◆ **TASK OBJECTIVE**: Rewrite the items below with "storage shed" changed to "garden shed", keeping every other word the same.

◆ **RECORD LIST**:
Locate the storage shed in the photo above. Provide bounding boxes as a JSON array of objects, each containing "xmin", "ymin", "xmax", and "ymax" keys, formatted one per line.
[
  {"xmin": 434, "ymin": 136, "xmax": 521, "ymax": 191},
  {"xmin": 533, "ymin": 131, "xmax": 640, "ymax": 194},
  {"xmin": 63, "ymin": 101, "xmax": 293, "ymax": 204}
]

◆ **RESULT OF THE TASK**:
Locate the garden shed in the photo above. Provide bounding boxes as a JSON array of objects, each containing "xmin", "ymin", "xmax", and "ymax" keys, formatted one per line.
[
  {"xmin": 434, "ymin": 136, "xmax": 521, "ymax": 191},
  {"xmin": 533, "ymin": 131, "xmax": 640, "ymax": 194},
  {"xmin": 63, "ymin": 101, "xmax": 293, "ymax": 204}
]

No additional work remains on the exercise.